**What you have to do**.
Copy exactly, and only, the lines from the line containing "Target: stove control panel" through the last line of the records below, both included.

***** Input material

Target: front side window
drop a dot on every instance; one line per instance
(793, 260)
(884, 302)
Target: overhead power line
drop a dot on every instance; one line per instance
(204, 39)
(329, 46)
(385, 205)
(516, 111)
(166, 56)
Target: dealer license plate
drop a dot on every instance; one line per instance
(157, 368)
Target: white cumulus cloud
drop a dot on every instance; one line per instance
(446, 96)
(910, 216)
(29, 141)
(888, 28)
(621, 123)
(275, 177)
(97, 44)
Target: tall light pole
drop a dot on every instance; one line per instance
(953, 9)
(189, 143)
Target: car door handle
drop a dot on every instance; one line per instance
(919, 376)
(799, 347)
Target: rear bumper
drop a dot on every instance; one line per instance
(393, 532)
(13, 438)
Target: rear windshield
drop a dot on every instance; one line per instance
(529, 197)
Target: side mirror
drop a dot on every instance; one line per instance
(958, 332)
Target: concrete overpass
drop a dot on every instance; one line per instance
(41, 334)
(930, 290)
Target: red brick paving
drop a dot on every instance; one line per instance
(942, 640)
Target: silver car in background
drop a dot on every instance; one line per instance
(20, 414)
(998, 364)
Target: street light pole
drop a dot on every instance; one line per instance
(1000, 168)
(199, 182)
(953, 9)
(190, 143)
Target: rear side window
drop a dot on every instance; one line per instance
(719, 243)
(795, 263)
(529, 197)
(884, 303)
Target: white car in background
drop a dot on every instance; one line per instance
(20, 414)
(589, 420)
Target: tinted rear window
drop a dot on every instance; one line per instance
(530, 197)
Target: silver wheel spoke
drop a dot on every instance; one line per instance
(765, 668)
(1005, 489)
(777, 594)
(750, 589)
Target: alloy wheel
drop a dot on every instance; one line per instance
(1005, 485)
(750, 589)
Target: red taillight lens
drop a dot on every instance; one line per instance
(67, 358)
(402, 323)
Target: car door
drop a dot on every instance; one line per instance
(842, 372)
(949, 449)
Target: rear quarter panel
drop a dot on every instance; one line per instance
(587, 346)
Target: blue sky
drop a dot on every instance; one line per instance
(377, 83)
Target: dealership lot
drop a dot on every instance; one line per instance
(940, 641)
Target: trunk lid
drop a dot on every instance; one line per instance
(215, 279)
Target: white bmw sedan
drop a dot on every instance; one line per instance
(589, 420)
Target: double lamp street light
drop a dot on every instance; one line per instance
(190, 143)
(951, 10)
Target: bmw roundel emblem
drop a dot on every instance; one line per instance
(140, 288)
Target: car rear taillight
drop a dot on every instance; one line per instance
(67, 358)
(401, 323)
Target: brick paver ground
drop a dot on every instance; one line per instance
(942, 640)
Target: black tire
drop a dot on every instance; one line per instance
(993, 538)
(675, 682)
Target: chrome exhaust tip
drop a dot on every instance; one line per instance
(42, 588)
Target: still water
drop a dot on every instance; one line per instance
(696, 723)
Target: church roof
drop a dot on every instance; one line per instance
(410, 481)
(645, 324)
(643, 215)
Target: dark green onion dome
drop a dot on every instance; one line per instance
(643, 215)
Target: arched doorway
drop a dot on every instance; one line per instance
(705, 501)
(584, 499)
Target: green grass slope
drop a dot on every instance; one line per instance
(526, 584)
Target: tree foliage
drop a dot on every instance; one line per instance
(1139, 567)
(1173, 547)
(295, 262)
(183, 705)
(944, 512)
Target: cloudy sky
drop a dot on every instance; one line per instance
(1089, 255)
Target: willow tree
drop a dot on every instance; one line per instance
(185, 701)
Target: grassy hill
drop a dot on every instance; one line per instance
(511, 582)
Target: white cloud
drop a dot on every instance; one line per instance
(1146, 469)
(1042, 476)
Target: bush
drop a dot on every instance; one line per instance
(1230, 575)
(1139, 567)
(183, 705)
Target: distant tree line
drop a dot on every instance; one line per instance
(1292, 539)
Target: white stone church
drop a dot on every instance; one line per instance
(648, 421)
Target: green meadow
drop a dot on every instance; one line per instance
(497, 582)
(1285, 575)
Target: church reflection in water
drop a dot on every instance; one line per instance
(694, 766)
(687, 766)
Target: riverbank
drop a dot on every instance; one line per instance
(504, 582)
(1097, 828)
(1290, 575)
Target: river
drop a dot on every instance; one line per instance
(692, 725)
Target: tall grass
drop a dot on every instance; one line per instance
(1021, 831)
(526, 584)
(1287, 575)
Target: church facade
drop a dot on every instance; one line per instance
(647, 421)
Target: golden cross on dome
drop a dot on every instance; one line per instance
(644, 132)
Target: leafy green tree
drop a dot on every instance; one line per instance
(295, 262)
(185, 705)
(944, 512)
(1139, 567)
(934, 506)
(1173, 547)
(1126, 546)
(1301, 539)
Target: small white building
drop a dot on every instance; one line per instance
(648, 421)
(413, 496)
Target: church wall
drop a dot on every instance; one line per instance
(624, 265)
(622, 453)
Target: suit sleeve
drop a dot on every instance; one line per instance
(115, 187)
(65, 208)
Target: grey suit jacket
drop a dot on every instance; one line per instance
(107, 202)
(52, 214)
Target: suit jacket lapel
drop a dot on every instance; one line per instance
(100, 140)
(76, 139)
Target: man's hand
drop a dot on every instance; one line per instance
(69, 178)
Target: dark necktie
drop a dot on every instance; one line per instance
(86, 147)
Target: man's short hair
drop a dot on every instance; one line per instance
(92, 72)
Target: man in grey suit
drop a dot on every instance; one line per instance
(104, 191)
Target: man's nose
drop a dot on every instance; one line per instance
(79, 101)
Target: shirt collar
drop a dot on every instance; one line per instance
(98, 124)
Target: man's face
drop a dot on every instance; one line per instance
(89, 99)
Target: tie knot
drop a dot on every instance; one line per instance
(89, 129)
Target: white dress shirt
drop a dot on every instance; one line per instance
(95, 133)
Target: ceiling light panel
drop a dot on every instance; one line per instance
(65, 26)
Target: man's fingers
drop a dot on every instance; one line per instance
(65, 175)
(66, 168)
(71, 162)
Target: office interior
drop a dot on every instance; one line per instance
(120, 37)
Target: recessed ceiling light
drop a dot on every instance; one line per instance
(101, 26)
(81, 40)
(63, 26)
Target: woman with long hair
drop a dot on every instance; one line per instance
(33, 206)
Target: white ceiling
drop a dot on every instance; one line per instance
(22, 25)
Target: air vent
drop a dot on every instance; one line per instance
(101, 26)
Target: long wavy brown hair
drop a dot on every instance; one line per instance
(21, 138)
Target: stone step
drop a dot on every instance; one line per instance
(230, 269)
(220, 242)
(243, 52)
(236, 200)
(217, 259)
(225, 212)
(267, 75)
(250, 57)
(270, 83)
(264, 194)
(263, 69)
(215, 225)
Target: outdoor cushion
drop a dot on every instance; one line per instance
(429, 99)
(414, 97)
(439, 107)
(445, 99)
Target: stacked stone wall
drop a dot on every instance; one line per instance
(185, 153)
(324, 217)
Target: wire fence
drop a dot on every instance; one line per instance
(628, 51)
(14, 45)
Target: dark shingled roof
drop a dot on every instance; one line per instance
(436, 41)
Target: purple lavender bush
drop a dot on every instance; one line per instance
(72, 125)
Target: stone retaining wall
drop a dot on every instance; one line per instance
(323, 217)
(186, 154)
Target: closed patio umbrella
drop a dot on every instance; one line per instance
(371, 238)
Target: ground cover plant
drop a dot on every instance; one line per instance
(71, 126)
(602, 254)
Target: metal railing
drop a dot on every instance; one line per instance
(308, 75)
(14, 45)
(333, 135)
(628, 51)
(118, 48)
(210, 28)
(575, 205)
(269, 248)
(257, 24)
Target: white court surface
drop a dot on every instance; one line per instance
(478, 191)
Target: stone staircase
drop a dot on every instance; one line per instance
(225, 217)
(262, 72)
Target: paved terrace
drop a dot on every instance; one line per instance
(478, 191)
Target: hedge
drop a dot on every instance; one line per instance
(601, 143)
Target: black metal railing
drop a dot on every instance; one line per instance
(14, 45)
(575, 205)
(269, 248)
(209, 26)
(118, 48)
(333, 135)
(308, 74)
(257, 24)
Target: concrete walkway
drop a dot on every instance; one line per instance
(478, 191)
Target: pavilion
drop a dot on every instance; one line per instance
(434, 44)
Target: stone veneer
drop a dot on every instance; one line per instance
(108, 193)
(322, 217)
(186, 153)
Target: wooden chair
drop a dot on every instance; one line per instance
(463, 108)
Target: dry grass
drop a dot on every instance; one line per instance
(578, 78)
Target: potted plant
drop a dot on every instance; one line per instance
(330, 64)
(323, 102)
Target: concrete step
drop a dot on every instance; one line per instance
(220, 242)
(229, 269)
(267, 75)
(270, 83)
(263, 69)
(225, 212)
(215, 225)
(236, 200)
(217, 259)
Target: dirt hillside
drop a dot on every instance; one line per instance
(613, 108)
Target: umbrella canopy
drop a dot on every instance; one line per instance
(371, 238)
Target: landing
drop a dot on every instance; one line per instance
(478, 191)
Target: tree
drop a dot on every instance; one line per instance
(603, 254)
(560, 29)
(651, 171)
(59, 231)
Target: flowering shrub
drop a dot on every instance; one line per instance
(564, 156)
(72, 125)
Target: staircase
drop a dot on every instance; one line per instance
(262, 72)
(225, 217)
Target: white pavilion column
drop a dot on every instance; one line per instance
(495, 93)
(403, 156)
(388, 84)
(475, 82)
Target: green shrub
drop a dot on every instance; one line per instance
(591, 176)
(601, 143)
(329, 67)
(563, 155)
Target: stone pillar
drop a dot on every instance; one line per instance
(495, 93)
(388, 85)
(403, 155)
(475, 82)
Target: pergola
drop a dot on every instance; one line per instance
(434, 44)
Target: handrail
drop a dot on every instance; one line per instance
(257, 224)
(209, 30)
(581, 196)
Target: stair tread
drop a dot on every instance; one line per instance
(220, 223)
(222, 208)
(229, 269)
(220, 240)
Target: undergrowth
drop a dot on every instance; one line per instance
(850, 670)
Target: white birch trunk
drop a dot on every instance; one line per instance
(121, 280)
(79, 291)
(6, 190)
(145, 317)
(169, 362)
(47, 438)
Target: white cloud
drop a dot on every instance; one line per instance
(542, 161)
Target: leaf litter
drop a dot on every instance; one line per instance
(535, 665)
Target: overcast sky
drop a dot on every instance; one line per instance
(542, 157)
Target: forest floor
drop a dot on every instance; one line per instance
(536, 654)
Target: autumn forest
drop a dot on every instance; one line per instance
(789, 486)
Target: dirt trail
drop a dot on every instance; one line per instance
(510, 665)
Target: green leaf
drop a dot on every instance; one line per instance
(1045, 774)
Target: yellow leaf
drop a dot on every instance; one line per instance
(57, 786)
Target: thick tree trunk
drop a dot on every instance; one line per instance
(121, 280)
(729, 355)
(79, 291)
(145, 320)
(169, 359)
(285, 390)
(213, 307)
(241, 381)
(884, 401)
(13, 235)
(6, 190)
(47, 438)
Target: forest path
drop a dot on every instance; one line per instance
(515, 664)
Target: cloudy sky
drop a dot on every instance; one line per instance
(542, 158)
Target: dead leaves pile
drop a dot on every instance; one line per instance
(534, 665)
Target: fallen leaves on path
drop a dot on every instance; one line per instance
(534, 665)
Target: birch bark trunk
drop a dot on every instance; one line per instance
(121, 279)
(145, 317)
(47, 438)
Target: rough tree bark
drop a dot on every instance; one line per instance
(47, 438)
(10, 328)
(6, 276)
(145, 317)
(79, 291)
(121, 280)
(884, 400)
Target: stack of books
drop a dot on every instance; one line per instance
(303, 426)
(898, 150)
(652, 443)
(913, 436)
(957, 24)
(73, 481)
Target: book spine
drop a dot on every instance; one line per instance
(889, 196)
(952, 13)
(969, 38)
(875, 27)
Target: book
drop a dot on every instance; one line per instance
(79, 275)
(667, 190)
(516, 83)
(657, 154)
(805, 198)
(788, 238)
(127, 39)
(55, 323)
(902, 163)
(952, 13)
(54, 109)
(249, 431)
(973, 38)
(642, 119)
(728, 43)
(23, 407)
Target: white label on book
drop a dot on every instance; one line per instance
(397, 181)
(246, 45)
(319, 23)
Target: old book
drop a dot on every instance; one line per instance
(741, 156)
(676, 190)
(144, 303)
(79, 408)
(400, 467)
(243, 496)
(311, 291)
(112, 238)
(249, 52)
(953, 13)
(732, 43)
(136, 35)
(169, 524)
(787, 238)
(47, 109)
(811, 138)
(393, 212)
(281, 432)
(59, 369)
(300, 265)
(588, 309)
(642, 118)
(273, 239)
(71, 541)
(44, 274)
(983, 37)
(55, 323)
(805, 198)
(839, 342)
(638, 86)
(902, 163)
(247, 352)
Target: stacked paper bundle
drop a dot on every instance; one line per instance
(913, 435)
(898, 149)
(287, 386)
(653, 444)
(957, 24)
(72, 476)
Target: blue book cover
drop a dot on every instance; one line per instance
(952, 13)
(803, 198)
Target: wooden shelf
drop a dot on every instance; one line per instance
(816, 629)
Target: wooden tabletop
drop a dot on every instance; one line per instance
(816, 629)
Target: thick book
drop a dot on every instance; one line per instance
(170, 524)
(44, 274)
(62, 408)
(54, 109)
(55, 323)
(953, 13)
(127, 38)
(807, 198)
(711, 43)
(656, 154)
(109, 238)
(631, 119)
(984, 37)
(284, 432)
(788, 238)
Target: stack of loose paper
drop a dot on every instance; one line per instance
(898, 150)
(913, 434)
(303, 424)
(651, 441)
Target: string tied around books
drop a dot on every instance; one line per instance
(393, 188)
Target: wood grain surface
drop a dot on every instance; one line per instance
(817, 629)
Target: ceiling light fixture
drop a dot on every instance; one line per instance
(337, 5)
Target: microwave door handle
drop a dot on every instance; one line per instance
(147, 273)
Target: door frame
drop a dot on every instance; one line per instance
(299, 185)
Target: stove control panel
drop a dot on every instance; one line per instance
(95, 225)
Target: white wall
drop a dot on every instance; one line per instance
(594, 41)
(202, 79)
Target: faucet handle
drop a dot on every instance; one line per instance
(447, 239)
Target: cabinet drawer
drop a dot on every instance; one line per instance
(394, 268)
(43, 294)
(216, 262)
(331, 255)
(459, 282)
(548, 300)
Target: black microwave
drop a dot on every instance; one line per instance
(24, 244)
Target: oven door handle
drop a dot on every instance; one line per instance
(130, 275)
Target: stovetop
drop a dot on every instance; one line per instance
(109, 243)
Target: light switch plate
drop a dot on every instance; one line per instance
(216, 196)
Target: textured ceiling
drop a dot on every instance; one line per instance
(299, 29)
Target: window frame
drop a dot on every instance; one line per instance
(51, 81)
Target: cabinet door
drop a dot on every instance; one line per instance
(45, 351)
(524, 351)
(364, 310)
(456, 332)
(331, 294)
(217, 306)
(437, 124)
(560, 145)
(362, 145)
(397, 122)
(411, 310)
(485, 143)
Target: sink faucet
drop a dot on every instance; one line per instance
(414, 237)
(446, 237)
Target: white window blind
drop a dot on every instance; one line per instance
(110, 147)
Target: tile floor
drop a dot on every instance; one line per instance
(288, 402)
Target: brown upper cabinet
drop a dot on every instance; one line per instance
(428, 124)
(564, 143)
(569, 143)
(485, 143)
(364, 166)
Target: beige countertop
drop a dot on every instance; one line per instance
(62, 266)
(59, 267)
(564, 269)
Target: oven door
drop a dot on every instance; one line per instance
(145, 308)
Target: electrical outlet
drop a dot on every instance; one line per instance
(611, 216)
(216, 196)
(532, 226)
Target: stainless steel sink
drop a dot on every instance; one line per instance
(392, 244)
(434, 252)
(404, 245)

**********

**Task output**.
Target: stove control panel
drop a dot on every instance; one line per instance
(95, 225)
Target: white wall
drop a dot on every instance; one line per instance
(594, 41)
(202, 79)
Target: faucet handle
drop a dot on every instance; one line per instance
(447, 239)
Target: cabinet drawer
drop a dot on every instance; one line per instance
(394, 268)
(43, 294)
(216, 262)
(331, 255)
(459, 282)
(548, 300)
Target: black microwave
drop a dot on every instance; one line per instance
(24, 244)
Target: oven door handle
drop a dot on every instance; one line per instance
(130, 275)
Target: stovetop
drop a dot on every instance; one line per instance
(109, 243)
Target: light switch plate
drop a dot on every instance; one line per instance
(216, 196)
Target: textured ceiling
drop a dot on every instance; one line per instance
(299, 29)
Target: window frame
drop a dot on every instance; one line per instance
(51, 81)
Target: cabinet door
drop a dot on every instance; one line per instance
(45, 351)
(524, 351)
(364, 310)
(456, 332)
(331, 294)
(217, 306)
(437, 124)
(560, 145)
(362, 145)
(397, 122)
(411, 310)
(485, 143)
Target: sink faucet
drop a dot on every instance; one line per instance
(414, 237)
(446, 237)
Target: white window blind
drop a dot on every instance; one line per instance
(110, 147)
Target: tile floor
drop a dot on every instance; one line per instance
(288, 402)
Target: brown upper cabinet
drop a dot on every instance; one line per instance
(428, 124)
(564, 143)
(569, 143)
(485, 143)
(364, 166)
Target: beige countertop
drop a dot on every instance; one line per instance
(62, 266)
(59, 267)
(564, 269)
Target: oven door
drop a dot on every instance; one line per instance
(145, 308)
Target: electrical outlet
drop a dot on every instance; one line per instance
(611, 216)
(216, 196)
(532, 226)
Target: stainless steel sink
drop a dot on every instance; one line per instance
(392, 244)
(434, 252)
(404, 245)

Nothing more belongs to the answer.